(Pointing and labeling entries)
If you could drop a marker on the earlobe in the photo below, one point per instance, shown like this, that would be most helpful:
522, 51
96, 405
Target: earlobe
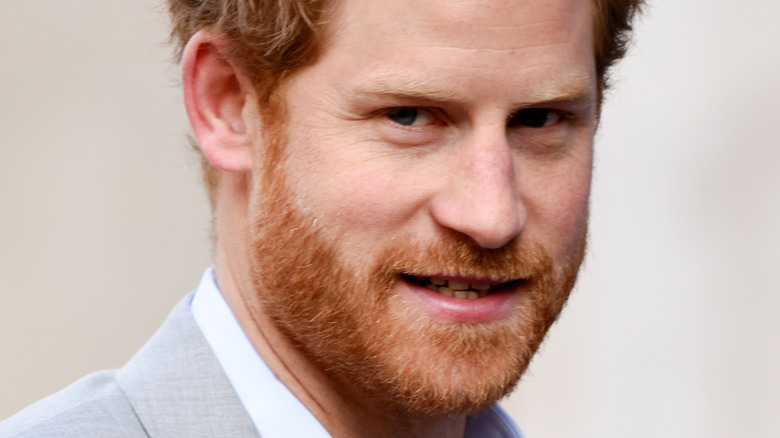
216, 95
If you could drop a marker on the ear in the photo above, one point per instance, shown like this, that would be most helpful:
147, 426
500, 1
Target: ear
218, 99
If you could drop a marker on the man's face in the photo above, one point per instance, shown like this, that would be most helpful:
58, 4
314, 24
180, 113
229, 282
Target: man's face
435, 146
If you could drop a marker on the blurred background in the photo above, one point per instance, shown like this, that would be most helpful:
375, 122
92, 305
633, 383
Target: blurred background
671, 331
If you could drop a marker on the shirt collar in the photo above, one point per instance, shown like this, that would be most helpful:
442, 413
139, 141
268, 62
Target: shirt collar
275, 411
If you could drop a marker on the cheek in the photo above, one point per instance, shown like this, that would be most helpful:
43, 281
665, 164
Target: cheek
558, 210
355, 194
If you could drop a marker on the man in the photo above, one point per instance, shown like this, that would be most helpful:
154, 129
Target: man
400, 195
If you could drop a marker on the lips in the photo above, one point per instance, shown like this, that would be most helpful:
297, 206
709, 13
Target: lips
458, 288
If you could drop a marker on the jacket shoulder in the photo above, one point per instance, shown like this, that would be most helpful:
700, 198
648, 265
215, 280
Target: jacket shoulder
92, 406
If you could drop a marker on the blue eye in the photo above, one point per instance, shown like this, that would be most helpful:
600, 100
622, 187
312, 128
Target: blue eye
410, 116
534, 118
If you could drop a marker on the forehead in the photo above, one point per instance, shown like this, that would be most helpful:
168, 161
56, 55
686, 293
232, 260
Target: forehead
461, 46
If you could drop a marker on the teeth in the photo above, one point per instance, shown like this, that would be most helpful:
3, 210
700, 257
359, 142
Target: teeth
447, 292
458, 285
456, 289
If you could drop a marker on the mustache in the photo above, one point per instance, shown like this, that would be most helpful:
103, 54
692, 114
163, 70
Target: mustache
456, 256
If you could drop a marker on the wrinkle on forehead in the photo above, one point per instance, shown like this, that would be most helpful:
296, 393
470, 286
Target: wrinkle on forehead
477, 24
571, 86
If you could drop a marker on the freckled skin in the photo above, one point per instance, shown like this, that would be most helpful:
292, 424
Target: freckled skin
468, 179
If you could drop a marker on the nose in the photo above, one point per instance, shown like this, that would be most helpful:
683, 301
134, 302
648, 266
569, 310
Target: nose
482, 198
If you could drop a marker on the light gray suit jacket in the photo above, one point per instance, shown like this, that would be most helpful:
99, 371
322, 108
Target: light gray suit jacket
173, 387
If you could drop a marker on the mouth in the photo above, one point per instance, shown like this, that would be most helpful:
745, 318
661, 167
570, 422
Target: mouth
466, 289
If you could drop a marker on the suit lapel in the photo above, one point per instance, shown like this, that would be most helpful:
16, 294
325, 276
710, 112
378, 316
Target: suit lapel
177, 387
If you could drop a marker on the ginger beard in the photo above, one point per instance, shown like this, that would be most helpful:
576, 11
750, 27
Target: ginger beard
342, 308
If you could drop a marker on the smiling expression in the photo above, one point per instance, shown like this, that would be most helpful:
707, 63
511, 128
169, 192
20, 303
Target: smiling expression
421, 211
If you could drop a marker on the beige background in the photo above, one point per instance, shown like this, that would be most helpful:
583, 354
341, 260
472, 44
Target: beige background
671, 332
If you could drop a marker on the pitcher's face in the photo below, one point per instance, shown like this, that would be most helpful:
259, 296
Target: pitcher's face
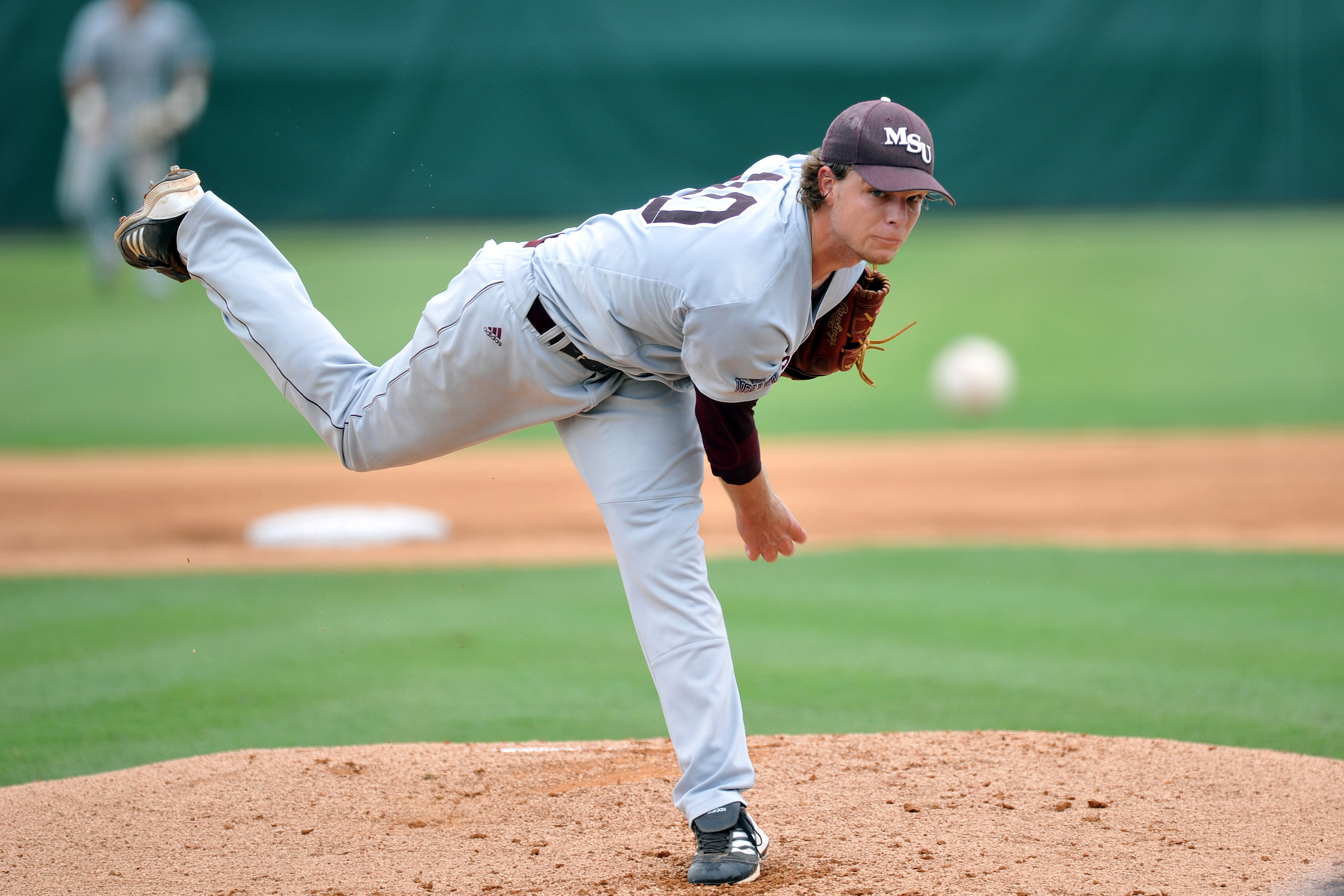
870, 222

* * *

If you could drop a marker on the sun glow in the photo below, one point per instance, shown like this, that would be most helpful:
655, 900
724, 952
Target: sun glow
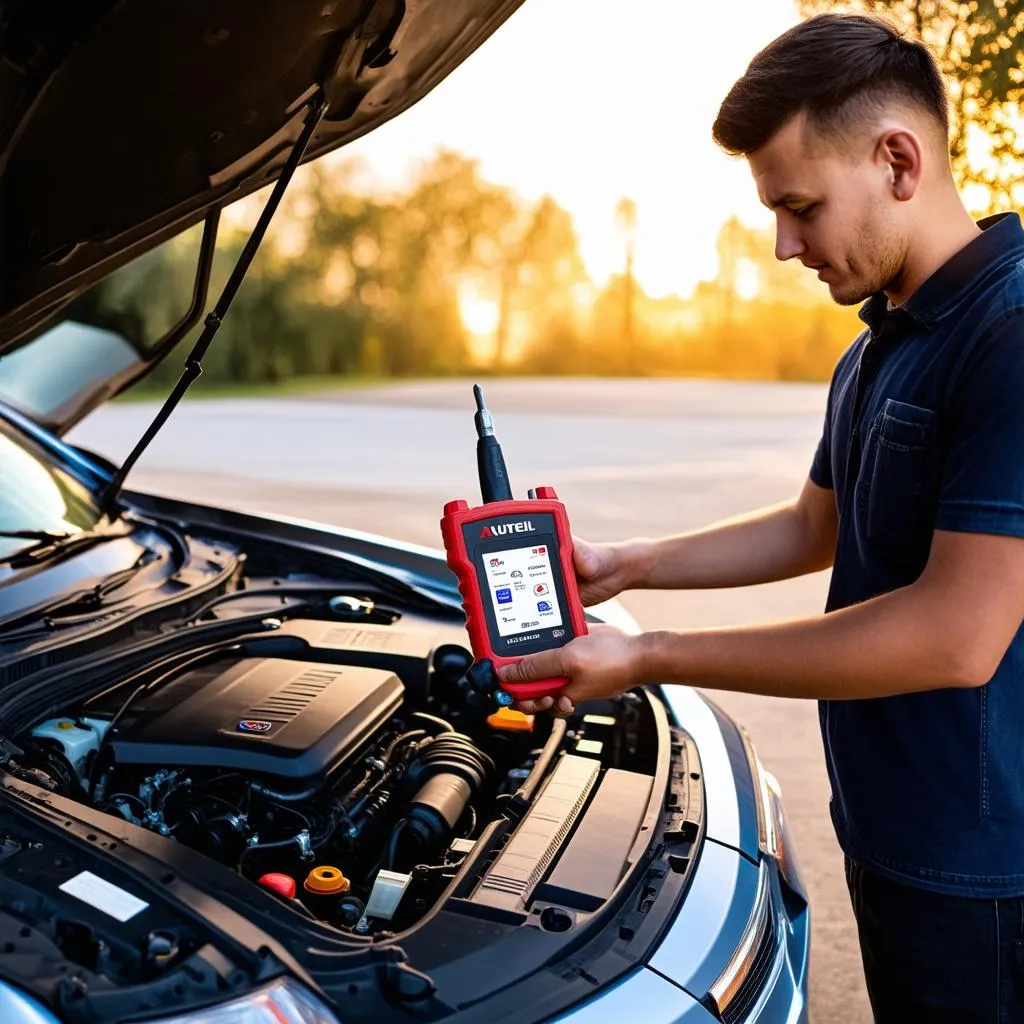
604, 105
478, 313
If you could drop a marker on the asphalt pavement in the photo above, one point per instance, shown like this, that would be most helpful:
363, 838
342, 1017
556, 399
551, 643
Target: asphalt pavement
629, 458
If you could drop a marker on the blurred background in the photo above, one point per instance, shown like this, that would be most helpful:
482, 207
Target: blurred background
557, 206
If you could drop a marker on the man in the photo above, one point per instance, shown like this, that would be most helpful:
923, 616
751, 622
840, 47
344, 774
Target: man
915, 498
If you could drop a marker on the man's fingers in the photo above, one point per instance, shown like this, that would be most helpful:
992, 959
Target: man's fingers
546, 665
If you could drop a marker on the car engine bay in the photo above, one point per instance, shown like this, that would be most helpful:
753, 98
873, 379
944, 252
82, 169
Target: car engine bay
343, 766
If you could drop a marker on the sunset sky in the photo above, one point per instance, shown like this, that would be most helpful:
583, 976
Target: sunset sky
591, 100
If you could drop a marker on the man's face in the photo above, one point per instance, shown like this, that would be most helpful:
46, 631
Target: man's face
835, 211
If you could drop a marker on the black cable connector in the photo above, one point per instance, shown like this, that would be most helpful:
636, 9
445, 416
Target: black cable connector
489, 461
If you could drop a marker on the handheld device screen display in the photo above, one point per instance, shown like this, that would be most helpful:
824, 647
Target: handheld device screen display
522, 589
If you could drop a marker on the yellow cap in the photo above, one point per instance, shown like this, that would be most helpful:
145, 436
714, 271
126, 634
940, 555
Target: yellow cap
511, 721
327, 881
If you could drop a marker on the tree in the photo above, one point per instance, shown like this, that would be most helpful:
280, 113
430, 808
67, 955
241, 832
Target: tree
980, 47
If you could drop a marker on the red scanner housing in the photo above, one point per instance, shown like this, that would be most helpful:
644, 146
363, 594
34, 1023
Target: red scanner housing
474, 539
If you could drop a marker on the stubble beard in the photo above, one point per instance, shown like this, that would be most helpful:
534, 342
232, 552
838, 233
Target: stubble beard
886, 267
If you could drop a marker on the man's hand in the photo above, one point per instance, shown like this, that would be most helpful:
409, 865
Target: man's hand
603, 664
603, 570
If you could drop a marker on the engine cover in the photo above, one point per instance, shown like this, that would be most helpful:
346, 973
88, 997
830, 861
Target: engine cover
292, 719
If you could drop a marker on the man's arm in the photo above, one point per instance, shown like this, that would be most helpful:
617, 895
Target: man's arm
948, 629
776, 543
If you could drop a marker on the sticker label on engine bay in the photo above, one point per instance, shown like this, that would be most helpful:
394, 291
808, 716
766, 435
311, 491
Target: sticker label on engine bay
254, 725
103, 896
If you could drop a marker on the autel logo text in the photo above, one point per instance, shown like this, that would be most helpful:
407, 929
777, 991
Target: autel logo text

_Task objective_:
Rename "sticker label" to "decal" in the entries from the line with "If you could drop a marker on the man's hand" up to and including the line with "Target: autel logo text", and give back only those lines with nothing else changed.

_Answer to this exercise_:
If you could drop a marker on the man's hand in the photo above, one point per instance, shown like this, that would be most helpful:
409, 865
Target: man's hand
603, 664
603, 570
If you could drop a marker on the engine cover in the photo above, one point per instance, shown like this, that would be most helpful:
346, 973
88, 997
830, 861
Target: engine cover
292, 719
If you could drop a marker on the man's arm in the photo above, one point per instance, shown like this, that would be most helpful:
617, 895
Target: man's arm
948, 629
776, 543
If you could drop a marker on the decal on engine bay in the photo above, one point per instance, shown like this, that would be most helpful:
394, 291
808, 716
766, 435
311, 491
Target: decal on engine bay
254, 725
103, 896
If you could drop a marker on the autel logo text in the photo above, one point per instance, shown like this, that would be most helpful:
407, 929
777, 991
Target: autel logo text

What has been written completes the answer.